SOURCE RECORDS >>
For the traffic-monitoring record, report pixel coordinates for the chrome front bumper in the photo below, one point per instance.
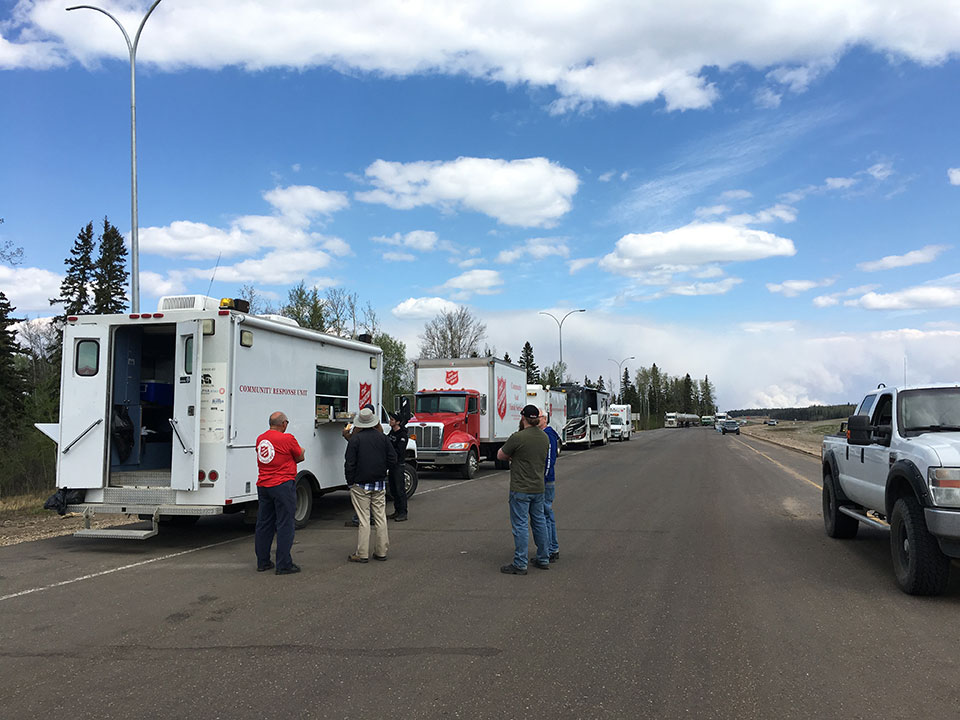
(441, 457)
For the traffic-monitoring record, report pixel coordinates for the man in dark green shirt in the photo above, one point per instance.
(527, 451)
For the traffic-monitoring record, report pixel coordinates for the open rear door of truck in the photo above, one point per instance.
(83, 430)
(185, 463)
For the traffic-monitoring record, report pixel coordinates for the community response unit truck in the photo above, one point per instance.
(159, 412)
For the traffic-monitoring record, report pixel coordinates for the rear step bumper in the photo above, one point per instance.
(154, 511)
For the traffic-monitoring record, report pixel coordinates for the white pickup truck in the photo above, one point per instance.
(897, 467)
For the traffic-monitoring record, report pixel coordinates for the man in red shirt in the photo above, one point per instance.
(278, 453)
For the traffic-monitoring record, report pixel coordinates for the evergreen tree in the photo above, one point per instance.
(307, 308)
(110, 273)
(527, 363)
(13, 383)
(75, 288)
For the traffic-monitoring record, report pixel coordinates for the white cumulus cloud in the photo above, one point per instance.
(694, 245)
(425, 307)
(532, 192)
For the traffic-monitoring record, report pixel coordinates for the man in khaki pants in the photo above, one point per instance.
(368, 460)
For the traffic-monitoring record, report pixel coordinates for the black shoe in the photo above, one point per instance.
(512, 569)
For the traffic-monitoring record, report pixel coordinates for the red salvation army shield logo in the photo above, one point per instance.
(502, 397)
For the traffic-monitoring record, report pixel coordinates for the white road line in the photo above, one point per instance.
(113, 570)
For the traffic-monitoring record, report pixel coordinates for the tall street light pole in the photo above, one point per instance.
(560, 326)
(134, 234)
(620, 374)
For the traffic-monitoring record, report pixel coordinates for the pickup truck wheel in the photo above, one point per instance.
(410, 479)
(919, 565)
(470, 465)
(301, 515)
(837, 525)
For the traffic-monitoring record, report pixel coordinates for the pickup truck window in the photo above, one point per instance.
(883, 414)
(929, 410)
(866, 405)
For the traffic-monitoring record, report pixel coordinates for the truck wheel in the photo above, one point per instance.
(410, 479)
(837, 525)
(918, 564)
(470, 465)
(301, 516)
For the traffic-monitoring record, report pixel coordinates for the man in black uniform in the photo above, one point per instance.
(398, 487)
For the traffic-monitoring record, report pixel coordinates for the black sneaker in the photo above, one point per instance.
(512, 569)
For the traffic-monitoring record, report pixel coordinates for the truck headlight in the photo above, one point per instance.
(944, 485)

...

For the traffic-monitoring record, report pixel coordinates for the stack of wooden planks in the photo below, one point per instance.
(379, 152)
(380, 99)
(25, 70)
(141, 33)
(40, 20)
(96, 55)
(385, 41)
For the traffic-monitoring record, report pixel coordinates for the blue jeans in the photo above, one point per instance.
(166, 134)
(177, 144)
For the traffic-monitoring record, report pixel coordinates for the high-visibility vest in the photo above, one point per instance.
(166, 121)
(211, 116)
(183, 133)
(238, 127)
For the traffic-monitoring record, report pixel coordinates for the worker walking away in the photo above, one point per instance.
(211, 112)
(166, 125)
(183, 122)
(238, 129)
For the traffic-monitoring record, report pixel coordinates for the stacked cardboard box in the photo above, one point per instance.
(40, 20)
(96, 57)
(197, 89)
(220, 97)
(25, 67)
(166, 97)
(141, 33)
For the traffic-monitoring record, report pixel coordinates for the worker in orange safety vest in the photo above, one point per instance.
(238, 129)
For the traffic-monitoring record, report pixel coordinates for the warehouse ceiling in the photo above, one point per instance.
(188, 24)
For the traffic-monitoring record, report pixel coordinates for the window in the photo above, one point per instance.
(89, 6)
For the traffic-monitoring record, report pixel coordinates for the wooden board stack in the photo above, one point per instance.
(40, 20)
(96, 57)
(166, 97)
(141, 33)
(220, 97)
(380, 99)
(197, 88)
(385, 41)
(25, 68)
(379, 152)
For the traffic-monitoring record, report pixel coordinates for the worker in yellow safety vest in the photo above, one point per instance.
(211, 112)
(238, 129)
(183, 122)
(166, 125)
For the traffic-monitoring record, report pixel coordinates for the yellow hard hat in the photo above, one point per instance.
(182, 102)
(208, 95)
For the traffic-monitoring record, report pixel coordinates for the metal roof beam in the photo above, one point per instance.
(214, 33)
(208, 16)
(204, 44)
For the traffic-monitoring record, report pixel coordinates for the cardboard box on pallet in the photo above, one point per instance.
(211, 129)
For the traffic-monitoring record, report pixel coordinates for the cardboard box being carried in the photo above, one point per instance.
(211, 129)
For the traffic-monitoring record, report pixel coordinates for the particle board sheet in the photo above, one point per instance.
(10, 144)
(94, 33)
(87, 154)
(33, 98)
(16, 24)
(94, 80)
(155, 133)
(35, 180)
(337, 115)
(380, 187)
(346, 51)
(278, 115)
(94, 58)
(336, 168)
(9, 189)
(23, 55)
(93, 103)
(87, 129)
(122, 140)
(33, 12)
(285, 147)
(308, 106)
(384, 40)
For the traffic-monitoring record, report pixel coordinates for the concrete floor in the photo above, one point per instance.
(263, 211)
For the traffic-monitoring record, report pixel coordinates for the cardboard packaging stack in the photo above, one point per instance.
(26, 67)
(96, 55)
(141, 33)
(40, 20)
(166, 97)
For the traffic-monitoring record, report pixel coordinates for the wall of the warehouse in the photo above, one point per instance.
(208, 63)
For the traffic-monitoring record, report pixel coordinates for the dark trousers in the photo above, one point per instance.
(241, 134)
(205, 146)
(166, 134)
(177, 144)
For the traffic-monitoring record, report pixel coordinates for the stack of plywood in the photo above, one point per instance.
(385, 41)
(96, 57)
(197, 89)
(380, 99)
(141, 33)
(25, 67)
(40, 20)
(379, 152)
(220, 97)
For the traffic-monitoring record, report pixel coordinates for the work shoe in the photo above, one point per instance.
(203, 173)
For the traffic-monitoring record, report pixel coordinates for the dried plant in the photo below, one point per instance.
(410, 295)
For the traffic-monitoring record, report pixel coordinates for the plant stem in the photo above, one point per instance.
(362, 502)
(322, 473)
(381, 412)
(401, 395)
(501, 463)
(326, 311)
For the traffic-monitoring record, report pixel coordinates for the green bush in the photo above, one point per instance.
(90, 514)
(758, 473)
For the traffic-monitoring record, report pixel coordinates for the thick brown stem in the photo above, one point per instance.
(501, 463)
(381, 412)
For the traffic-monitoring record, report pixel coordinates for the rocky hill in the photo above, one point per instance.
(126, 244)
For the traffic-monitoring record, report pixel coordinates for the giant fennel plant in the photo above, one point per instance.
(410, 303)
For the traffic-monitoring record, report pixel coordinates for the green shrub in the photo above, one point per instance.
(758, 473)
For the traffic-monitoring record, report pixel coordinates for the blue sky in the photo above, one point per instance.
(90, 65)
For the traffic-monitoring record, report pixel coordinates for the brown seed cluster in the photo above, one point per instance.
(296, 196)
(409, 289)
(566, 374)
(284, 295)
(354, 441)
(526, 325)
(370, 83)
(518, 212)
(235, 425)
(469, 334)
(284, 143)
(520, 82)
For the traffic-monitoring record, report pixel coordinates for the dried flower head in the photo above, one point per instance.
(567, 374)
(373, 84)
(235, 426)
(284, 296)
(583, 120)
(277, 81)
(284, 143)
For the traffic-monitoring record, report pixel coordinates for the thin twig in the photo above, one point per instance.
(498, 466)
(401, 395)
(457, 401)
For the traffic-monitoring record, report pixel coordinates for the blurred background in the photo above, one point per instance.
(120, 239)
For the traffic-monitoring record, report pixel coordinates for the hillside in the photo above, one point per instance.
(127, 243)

WHAT NEEDS TO BE DONE >> List every line in the entries above that contains the string "warehouse", matching case exactly.

EXERCISE OUTPUT >>
For the traffic-monitoring record, report pixel coordinates for the warehouse ceiling in the photo above, one point per instance.
For the traffic-monitoring record, report pixel coordinates for the wall of the warehouse in the photo above, one point per instance.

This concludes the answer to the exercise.